**Task:**
Count the lines of data below that include "monkey". Provide only the number.

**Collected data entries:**
* * * *

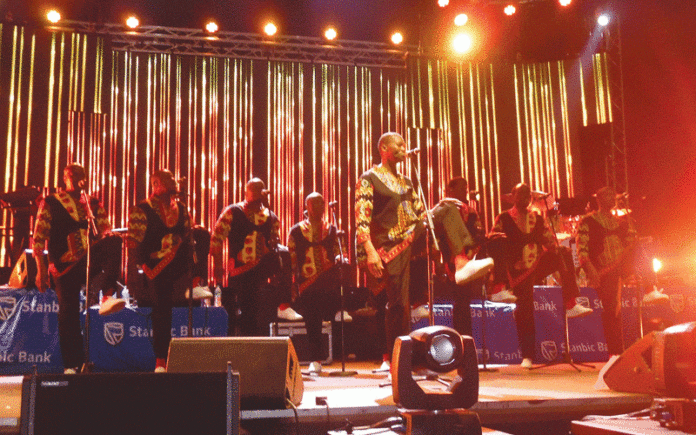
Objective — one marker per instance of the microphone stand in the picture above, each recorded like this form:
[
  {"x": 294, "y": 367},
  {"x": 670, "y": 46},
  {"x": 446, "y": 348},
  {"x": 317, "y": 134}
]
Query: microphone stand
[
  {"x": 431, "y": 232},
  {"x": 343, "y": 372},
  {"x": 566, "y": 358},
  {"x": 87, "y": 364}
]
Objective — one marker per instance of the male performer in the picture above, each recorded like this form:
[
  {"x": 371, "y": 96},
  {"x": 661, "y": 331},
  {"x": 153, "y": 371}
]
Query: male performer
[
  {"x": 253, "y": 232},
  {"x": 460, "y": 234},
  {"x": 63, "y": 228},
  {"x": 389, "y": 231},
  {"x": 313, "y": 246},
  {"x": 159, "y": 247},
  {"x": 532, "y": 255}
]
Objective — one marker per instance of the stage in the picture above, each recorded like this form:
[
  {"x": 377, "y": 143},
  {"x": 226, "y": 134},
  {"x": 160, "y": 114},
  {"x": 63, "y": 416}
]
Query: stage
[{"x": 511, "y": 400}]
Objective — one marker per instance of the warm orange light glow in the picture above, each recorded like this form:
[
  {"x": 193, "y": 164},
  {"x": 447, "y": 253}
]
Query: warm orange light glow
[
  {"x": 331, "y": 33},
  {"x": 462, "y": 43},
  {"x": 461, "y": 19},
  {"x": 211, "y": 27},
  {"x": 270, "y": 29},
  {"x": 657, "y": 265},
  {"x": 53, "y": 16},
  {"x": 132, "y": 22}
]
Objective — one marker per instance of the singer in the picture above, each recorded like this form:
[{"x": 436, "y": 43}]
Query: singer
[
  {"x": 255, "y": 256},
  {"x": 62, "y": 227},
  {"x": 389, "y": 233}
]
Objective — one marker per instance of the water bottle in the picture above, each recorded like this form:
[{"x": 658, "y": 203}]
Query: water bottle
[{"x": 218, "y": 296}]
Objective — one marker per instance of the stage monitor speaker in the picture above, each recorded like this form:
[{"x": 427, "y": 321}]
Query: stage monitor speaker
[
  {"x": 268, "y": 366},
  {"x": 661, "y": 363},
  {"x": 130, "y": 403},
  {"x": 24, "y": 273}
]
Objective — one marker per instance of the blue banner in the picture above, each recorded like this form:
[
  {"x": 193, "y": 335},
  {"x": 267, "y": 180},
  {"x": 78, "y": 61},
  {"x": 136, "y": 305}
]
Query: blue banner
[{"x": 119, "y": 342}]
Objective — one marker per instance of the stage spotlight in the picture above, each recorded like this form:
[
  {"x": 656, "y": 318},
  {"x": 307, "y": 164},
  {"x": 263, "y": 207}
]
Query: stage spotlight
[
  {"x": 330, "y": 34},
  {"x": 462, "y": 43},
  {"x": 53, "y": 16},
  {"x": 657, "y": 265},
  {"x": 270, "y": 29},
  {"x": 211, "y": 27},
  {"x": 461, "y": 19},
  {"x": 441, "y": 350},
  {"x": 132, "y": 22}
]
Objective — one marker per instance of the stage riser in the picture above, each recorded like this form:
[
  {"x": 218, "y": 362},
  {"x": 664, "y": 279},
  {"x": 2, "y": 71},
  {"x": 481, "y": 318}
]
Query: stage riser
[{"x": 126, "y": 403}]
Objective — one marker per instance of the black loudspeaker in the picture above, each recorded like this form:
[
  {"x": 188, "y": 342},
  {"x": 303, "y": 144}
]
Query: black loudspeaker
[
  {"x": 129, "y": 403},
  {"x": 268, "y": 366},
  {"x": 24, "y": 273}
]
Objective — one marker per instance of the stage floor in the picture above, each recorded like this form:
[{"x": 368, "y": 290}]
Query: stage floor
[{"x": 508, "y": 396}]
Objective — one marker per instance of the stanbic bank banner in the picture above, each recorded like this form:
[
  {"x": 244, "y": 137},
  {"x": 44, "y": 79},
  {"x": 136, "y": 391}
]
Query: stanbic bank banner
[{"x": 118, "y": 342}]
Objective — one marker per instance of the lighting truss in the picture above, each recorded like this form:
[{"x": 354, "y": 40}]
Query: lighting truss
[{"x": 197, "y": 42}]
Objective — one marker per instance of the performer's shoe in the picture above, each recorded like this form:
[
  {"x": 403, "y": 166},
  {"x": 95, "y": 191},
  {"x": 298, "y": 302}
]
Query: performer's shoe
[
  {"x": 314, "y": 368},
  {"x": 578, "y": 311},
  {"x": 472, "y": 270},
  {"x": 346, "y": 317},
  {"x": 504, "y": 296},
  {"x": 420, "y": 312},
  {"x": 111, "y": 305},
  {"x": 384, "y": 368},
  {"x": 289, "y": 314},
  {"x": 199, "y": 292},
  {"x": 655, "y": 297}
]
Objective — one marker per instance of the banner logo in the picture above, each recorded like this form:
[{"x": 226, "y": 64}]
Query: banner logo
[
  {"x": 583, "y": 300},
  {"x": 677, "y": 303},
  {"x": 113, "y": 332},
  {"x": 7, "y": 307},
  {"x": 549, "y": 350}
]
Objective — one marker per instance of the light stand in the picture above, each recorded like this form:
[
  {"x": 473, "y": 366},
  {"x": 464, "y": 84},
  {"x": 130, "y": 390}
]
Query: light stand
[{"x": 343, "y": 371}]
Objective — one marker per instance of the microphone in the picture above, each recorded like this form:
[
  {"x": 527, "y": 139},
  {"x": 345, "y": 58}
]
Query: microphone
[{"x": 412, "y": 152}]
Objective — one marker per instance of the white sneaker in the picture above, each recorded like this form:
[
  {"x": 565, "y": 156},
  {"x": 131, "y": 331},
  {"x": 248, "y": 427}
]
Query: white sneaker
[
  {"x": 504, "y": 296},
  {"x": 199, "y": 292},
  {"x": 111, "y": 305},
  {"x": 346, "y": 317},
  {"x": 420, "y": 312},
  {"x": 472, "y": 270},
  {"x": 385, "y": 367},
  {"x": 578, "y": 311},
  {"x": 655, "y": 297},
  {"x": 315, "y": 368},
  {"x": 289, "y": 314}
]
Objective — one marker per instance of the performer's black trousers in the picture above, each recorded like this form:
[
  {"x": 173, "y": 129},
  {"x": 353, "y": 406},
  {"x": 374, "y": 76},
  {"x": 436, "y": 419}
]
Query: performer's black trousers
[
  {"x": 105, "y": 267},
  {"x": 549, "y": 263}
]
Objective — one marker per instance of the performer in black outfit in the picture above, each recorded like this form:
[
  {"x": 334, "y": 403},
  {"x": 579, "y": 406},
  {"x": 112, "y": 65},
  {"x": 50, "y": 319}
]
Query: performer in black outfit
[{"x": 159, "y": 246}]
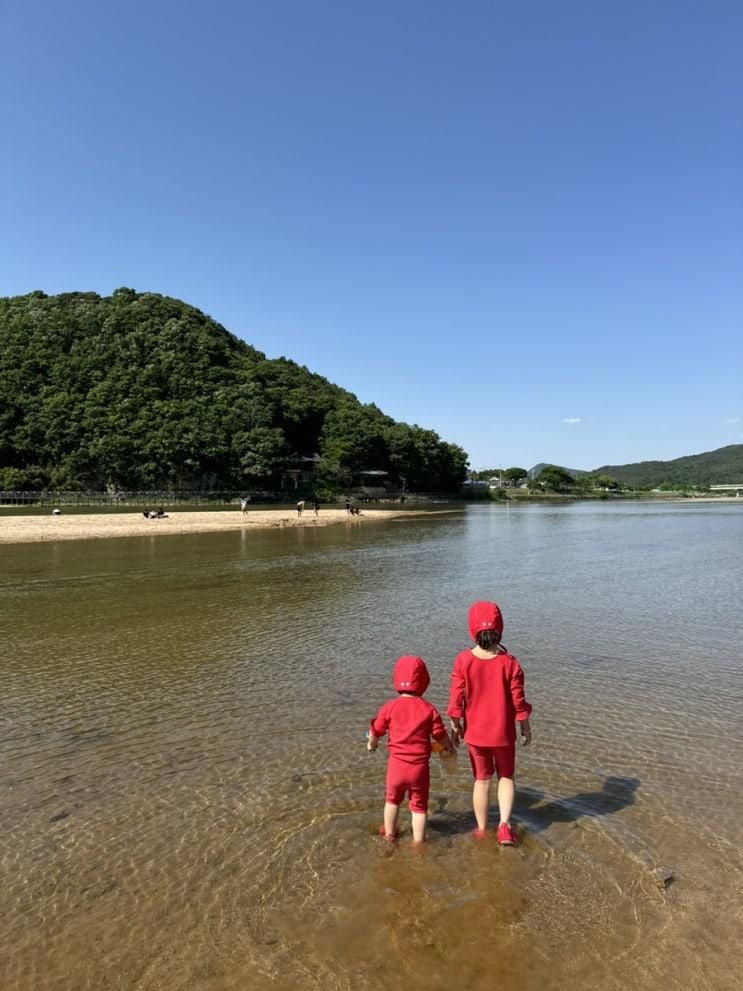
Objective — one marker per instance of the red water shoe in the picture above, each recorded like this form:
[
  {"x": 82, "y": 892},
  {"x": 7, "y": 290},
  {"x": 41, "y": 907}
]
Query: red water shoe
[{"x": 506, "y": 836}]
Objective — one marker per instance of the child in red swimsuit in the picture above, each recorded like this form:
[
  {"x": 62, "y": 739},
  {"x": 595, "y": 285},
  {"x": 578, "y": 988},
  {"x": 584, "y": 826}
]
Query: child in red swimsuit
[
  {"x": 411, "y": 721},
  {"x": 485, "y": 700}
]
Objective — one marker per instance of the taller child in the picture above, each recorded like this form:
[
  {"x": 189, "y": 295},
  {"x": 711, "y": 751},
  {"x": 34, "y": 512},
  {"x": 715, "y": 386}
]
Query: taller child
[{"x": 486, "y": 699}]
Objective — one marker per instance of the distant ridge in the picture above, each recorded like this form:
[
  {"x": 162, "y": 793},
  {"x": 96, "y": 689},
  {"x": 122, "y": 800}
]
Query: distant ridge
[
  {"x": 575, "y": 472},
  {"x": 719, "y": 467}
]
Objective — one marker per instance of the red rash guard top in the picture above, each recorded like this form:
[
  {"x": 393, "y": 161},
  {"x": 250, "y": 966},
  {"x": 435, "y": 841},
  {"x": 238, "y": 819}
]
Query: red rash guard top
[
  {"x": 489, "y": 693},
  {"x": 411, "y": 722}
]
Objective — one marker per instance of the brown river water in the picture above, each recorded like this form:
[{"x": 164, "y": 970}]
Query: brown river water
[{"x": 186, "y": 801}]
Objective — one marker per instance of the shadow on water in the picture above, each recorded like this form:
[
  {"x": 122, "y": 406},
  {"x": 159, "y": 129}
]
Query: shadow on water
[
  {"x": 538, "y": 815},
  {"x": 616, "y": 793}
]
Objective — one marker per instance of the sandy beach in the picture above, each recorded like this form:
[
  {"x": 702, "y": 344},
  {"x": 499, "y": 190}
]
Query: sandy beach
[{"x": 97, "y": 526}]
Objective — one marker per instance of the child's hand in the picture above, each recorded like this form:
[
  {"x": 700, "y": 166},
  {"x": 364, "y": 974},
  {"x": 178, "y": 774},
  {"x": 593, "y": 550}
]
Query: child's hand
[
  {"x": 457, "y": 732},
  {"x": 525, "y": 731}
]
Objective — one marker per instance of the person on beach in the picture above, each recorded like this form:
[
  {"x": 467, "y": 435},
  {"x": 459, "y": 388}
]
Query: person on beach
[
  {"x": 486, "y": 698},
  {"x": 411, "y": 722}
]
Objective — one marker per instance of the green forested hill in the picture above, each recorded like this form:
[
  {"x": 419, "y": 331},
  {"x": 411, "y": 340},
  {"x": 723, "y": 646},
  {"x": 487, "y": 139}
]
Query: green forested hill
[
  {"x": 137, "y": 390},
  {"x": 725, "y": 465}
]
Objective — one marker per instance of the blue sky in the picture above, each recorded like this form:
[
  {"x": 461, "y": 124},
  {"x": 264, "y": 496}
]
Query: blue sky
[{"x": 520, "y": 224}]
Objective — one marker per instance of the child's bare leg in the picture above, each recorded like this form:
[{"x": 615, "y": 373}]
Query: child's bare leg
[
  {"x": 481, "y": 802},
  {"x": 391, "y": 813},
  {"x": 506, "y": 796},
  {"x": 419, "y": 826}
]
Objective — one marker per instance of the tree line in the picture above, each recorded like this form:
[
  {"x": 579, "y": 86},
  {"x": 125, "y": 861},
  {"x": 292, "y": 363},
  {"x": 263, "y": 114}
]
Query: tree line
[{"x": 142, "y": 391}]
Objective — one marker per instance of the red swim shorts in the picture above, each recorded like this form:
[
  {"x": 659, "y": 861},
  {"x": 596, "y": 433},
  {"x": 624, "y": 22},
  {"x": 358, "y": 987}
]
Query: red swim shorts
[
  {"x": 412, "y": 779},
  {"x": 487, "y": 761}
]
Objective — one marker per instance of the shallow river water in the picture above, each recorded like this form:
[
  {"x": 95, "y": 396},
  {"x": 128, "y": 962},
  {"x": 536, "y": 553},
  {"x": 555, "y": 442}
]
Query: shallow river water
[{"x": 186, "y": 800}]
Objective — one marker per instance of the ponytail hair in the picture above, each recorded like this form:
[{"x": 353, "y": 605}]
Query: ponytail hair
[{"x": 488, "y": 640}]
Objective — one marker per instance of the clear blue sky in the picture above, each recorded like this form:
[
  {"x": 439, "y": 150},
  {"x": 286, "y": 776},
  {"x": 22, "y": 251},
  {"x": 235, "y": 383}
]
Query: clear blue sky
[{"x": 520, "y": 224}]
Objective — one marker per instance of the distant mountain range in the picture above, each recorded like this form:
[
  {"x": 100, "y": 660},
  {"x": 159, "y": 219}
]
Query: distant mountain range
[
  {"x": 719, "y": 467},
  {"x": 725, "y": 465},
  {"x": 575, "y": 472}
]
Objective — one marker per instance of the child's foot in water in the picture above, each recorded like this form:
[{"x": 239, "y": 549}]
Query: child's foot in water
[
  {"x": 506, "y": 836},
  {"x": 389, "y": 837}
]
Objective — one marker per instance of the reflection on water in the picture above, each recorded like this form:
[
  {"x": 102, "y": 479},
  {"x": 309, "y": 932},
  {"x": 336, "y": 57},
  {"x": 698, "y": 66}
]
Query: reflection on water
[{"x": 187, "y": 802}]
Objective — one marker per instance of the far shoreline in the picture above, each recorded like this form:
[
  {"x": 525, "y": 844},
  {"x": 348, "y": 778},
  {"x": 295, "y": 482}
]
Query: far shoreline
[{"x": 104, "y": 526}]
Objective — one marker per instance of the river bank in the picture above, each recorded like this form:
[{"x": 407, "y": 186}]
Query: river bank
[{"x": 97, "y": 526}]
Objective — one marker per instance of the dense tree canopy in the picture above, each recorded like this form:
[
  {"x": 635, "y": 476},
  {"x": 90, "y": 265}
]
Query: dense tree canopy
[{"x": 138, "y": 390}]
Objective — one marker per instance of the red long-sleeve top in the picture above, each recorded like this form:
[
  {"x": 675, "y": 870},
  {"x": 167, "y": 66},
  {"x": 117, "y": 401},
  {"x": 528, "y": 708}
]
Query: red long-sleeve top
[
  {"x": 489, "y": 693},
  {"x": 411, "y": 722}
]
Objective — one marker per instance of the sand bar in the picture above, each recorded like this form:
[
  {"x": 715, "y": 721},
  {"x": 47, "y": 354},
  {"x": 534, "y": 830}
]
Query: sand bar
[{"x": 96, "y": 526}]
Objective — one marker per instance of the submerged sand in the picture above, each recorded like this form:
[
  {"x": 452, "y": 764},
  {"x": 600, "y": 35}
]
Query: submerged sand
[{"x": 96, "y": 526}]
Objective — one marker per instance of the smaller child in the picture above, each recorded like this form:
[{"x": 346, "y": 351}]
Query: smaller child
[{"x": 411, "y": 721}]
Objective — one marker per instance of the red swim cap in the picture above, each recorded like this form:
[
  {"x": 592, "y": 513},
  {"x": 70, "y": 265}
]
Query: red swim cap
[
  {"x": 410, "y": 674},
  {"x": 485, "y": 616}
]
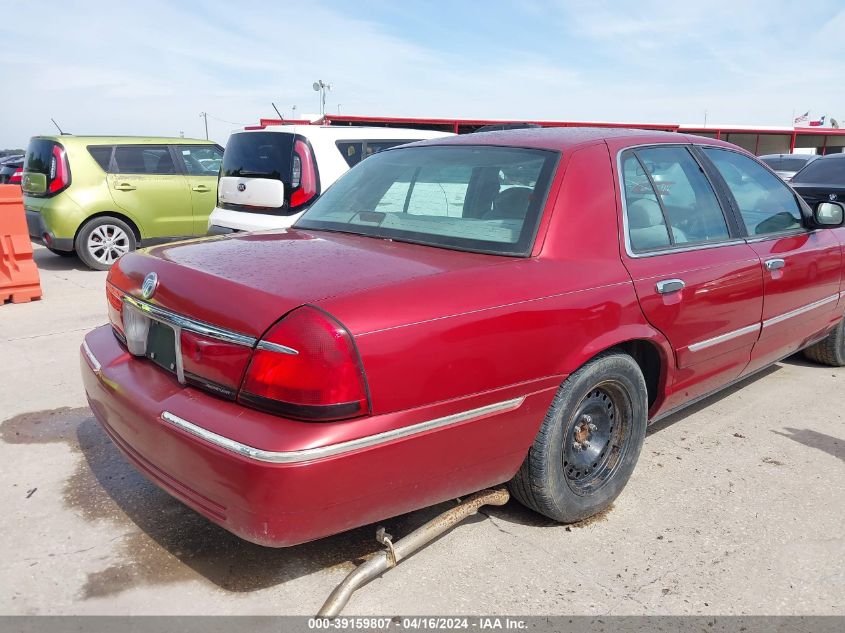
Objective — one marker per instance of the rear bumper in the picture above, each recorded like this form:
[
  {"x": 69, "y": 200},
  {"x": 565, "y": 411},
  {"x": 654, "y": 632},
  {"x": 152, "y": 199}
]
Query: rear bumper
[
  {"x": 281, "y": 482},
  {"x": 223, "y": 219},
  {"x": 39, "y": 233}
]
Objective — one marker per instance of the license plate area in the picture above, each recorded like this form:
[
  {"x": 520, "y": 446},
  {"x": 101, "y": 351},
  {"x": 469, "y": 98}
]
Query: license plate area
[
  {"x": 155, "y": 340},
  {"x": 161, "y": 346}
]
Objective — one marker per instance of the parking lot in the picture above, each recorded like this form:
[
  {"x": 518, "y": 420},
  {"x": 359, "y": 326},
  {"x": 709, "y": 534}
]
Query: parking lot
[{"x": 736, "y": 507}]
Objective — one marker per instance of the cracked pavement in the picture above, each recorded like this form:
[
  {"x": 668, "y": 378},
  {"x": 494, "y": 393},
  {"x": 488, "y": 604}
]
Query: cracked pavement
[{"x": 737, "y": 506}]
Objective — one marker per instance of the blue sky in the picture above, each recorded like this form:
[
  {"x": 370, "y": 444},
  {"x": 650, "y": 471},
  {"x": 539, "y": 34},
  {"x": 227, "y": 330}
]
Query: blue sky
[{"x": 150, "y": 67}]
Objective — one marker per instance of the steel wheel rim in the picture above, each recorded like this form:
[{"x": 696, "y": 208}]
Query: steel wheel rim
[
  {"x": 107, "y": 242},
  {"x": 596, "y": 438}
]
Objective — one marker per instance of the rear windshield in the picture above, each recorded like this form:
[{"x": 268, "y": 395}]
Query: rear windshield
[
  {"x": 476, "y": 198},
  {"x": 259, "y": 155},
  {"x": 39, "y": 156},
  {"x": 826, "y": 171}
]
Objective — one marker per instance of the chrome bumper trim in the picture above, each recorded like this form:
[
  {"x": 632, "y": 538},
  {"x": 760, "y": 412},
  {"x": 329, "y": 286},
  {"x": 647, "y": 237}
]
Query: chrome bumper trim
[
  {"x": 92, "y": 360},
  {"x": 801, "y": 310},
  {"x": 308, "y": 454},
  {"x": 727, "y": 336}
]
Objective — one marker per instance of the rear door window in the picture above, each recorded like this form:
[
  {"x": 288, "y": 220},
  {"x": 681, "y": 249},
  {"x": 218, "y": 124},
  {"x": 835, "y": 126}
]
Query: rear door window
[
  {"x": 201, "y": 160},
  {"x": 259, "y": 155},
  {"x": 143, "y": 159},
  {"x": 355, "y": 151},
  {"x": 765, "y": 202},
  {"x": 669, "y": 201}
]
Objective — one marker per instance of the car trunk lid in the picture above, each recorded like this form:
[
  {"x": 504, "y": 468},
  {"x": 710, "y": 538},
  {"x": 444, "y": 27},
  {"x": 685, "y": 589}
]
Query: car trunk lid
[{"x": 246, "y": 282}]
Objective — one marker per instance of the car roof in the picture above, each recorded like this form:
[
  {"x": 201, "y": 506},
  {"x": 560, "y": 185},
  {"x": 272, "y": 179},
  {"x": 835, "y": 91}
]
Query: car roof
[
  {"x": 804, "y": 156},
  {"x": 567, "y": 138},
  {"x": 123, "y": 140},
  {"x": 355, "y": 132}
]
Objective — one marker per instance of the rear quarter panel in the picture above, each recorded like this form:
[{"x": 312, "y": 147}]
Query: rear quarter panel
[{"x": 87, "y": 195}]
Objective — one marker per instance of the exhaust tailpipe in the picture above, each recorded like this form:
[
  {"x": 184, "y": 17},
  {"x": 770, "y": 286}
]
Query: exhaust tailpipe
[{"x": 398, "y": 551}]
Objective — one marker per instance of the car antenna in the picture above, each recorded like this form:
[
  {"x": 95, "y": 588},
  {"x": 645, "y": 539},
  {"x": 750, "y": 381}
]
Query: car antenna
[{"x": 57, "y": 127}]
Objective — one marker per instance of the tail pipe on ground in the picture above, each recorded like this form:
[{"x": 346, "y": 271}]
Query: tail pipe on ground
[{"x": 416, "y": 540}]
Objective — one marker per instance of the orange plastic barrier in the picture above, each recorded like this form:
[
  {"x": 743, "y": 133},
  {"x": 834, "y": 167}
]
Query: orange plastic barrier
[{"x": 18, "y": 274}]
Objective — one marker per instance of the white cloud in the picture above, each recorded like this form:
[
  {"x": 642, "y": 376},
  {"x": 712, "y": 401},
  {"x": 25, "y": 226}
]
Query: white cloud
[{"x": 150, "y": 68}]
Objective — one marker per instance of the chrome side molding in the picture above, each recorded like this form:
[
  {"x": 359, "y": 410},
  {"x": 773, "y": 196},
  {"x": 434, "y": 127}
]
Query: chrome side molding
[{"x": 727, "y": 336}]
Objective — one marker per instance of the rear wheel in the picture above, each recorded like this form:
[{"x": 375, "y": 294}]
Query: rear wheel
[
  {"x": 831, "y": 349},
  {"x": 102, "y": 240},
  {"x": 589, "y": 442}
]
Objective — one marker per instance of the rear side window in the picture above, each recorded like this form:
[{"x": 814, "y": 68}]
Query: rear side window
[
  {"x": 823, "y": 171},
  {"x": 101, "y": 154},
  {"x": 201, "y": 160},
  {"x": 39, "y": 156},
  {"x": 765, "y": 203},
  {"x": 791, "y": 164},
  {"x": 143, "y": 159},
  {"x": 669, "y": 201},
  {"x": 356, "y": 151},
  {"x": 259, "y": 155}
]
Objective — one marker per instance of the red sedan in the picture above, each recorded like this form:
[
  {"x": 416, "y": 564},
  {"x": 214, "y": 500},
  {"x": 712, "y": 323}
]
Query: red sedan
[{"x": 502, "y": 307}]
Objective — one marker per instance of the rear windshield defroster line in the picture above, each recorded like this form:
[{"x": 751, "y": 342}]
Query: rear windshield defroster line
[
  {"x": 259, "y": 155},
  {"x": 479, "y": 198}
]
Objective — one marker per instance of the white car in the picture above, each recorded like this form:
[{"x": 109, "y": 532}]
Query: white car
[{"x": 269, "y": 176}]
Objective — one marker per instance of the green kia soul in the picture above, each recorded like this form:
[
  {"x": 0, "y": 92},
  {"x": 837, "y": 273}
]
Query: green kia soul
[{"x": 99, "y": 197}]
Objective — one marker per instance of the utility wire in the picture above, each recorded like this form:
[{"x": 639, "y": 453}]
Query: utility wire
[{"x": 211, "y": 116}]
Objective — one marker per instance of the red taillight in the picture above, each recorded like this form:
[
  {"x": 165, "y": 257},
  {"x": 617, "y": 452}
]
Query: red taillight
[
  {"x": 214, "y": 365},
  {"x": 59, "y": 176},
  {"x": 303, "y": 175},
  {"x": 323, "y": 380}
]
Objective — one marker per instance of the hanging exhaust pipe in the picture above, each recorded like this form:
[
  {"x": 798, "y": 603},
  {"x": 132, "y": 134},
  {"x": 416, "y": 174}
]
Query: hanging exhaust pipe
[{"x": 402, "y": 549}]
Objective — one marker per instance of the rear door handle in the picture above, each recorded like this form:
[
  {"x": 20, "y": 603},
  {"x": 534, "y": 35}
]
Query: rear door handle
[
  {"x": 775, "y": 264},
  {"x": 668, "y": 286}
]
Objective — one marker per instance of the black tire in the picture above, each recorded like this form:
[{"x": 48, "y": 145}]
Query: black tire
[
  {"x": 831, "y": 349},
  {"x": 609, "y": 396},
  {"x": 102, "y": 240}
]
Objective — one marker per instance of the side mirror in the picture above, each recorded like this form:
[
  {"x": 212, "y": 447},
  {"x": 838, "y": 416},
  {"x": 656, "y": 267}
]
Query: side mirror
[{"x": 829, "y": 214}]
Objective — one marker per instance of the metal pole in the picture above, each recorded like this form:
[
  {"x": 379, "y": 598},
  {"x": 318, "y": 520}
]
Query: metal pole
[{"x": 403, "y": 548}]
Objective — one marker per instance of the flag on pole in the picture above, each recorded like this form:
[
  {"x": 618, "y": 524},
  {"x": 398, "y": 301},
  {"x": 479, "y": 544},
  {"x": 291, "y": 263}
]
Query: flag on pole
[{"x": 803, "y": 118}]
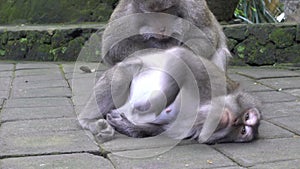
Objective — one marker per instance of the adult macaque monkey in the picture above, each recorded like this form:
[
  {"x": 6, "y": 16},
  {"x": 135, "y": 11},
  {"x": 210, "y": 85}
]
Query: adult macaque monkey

* * * *

**Solution:**
2